• Dataset extract:

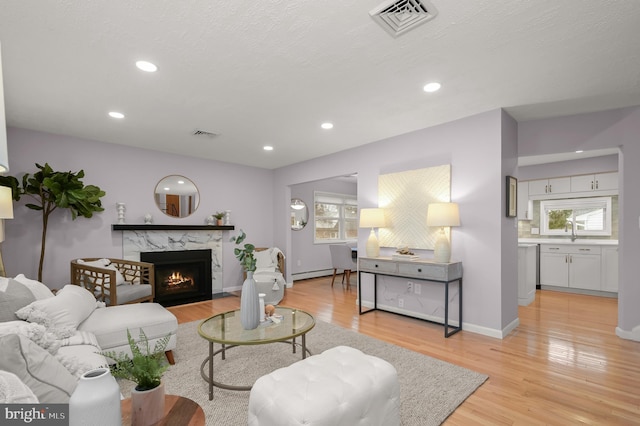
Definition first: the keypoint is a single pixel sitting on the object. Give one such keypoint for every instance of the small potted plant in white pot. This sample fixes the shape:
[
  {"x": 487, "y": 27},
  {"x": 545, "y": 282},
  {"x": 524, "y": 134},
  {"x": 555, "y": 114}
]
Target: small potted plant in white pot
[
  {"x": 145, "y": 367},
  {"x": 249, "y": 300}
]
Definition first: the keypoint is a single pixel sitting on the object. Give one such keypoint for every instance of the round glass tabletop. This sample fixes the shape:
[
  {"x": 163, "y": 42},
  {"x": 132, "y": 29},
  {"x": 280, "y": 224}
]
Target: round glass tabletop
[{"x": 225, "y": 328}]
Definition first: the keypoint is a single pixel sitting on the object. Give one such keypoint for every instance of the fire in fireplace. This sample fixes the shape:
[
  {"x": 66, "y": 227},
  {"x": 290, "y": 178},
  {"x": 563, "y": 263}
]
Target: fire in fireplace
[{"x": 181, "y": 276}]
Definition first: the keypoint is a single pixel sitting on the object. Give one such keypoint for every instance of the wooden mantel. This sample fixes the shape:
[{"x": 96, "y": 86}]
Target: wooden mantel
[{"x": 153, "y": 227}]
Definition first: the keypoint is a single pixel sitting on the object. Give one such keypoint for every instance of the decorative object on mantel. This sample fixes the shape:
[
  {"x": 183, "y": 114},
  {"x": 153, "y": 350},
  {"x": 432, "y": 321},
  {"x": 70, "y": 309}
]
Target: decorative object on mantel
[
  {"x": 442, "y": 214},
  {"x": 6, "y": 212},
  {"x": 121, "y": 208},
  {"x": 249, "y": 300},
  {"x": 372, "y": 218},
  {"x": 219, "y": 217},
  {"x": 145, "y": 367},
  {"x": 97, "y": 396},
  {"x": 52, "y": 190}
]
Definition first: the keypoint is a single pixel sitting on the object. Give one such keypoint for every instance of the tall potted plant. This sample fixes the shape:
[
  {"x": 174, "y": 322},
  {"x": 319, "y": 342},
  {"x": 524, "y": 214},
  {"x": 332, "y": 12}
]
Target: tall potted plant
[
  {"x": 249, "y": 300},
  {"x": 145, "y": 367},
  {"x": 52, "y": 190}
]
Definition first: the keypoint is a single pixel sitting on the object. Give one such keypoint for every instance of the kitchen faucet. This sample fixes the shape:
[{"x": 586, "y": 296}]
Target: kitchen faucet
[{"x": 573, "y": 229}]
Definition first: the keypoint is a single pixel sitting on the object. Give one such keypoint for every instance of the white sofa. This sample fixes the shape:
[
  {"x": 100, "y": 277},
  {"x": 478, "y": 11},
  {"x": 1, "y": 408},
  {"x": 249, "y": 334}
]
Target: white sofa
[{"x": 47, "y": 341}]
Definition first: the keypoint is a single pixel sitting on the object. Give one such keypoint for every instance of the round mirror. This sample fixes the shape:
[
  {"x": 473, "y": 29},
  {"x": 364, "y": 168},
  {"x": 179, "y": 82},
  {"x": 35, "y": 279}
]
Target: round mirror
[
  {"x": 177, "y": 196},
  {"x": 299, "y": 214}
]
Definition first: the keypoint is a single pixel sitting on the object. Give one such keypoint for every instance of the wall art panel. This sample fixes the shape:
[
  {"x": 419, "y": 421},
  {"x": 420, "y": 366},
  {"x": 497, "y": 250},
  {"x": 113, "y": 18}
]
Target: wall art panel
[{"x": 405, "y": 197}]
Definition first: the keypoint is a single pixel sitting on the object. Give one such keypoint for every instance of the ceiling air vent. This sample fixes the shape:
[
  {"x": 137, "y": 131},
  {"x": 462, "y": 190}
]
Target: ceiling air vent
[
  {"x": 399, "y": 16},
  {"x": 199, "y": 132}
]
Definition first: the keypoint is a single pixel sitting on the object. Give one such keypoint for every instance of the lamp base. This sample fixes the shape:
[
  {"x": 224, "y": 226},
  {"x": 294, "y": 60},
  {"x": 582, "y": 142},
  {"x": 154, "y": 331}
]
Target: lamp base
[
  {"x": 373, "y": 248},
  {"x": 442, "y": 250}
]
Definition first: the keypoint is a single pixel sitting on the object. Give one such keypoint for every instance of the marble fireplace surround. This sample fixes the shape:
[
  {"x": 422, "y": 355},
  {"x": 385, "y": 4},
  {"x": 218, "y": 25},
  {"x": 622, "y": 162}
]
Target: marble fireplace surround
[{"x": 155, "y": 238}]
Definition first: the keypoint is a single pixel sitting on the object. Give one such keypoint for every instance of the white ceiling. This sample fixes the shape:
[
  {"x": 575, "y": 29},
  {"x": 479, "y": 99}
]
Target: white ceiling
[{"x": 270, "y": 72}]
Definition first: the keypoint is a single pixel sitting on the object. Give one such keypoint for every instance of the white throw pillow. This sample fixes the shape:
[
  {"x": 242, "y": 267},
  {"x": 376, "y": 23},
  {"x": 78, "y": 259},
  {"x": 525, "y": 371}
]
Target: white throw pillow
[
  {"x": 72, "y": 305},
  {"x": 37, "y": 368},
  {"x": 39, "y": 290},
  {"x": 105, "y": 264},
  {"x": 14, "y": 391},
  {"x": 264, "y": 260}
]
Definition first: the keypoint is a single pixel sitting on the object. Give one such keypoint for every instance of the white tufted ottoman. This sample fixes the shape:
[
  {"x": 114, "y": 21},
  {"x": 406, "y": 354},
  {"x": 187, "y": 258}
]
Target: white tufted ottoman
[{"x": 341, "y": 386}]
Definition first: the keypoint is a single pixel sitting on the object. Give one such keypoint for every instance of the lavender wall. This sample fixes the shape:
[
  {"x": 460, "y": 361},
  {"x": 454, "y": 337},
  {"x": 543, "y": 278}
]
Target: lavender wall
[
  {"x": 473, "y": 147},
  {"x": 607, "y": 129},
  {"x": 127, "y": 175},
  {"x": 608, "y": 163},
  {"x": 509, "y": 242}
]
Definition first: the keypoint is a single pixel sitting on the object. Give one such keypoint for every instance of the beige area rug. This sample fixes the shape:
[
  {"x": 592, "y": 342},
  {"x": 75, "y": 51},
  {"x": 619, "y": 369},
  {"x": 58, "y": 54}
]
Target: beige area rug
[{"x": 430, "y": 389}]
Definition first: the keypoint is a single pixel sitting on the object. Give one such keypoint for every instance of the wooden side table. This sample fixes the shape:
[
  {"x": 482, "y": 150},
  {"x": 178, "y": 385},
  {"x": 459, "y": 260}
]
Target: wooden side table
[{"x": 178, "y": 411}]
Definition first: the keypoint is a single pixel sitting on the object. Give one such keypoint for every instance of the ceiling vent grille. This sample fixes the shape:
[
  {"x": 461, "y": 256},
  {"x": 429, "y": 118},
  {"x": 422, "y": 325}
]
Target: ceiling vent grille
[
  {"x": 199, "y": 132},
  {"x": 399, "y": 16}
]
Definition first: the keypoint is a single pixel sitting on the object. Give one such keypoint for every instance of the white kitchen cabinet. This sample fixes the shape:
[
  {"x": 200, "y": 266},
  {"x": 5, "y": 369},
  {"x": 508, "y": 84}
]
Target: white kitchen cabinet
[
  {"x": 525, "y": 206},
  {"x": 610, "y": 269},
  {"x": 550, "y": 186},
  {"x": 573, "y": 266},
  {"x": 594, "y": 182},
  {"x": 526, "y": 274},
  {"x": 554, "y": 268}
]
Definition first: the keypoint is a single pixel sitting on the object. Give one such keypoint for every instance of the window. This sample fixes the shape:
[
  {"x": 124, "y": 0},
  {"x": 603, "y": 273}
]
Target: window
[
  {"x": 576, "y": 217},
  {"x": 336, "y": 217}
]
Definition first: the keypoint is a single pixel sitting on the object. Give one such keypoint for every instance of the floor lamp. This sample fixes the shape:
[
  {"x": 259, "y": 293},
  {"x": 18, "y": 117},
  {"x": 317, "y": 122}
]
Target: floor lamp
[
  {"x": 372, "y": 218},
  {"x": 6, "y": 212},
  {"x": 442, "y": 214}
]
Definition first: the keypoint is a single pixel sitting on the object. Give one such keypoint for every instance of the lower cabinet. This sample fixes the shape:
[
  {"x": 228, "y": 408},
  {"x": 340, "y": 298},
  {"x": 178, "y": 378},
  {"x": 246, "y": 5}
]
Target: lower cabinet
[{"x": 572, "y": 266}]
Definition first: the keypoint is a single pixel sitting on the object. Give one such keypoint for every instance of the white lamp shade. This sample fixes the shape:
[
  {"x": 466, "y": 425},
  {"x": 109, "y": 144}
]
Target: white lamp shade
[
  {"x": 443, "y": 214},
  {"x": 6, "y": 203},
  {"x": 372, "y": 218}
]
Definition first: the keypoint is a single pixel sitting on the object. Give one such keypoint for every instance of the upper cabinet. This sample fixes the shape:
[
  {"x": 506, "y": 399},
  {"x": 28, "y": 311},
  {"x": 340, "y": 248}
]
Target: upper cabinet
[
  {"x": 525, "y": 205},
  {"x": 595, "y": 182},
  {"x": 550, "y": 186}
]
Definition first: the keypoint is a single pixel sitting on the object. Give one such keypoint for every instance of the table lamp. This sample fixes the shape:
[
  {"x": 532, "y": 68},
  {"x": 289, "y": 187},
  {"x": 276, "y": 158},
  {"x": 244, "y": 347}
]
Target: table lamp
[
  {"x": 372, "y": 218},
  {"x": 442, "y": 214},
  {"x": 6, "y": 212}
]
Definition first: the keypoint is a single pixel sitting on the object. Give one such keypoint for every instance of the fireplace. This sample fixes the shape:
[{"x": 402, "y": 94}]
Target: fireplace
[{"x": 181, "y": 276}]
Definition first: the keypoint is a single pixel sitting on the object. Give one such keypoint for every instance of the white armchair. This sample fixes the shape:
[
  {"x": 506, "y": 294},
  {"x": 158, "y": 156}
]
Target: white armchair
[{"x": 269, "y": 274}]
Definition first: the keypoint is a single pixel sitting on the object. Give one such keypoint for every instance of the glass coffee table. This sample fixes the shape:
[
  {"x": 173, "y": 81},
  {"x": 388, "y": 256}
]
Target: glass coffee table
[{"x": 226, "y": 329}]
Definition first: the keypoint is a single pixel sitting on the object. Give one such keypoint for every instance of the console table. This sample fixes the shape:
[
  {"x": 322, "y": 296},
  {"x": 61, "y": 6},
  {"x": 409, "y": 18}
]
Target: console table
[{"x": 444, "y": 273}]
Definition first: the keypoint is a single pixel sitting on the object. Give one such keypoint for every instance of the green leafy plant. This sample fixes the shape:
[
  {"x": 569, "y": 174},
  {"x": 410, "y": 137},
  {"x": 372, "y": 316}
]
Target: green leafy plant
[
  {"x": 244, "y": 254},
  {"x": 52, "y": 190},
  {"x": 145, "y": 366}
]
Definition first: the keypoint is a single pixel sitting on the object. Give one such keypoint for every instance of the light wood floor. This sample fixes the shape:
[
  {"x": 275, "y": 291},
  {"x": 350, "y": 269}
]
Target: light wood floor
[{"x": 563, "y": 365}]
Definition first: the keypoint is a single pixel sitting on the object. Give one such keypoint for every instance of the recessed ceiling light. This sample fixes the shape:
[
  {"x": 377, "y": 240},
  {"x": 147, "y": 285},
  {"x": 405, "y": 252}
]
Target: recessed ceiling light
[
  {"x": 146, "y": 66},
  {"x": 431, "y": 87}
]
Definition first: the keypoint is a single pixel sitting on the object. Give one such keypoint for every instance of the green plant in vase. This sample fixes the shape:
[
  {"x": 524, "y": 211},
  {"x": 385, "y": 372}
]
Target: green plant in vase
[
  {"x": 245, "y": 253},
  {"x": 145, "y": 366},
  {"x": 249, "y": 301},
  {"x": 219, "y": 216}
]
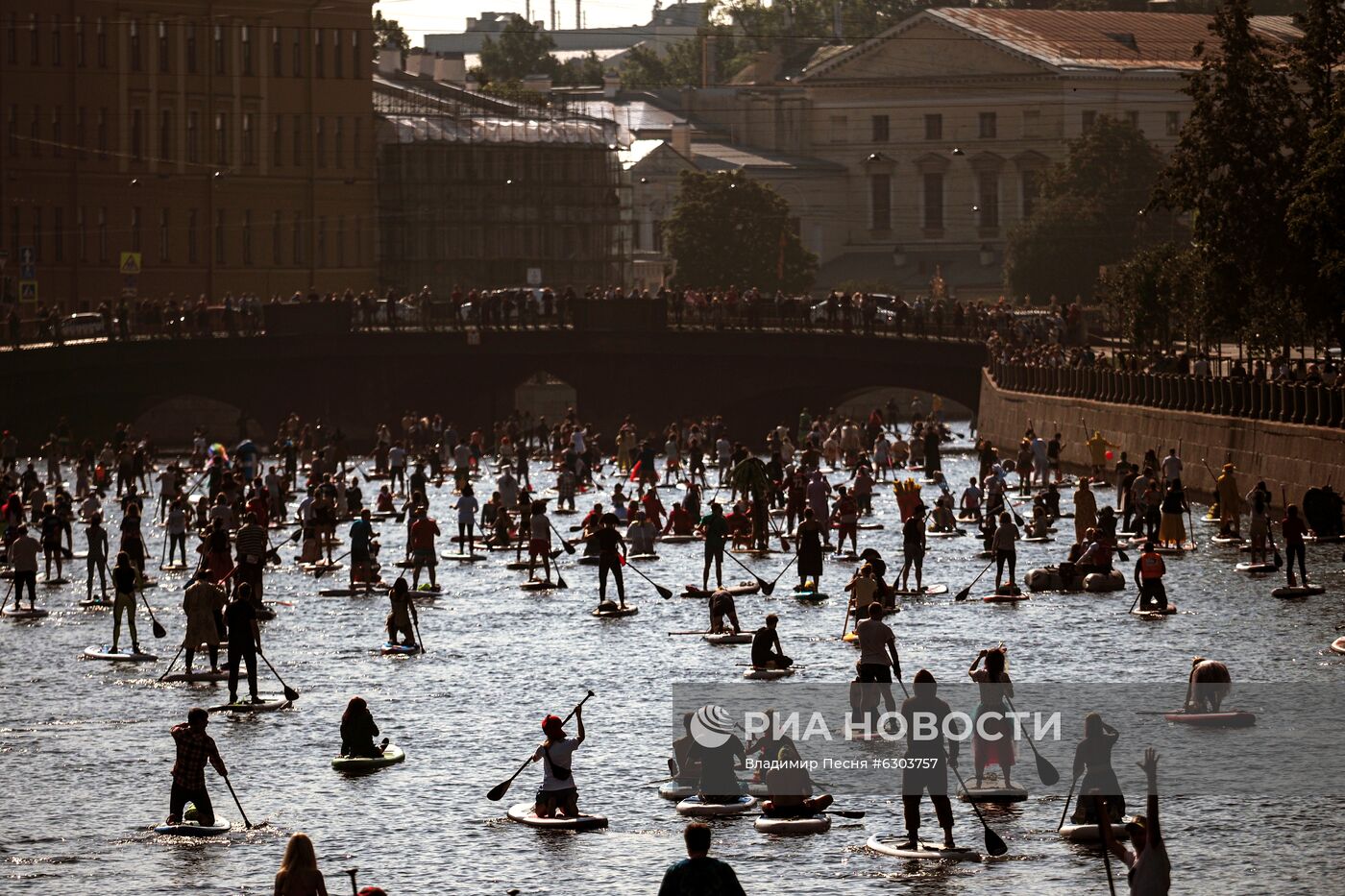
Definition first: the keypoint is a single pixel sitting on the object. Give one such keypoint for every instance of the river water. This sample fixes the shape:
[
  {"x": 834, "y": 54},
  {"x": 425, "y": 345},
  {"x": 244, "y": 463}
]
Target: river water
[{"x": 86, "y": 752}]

• Task details: Beginning with the line that contains "the green plant" and ending with the last line of the data, restate each line word for word. Exclude the pictures.

• Response to the task:
Definition first: the keypoint is a single pixel sitting on the object. Give one such keypoint for every instance of the green plant in vase. This sample fixes the shape:
[
  {"x": 524, "y": 211},
  {"x": 385, "y": 372}
]
Target: green plant in vase
[
  {"x": 245, "y": 253},
  {"x": 145, "y": 366},
  {"x": 249, "y": 301},
  {"x": 219, "y": 216}
]
Definition first: the keypoint is a single pixel sitting on the object. Give one such keypoint for every instance of the river water. This sample fixes the shape:
[
  {"x": 834, "y": 54},
  {"x": 425, "y": 345},
  {"x": 244, "y": 463}
]
Target: river water
[{"x": 86, "y": 752}]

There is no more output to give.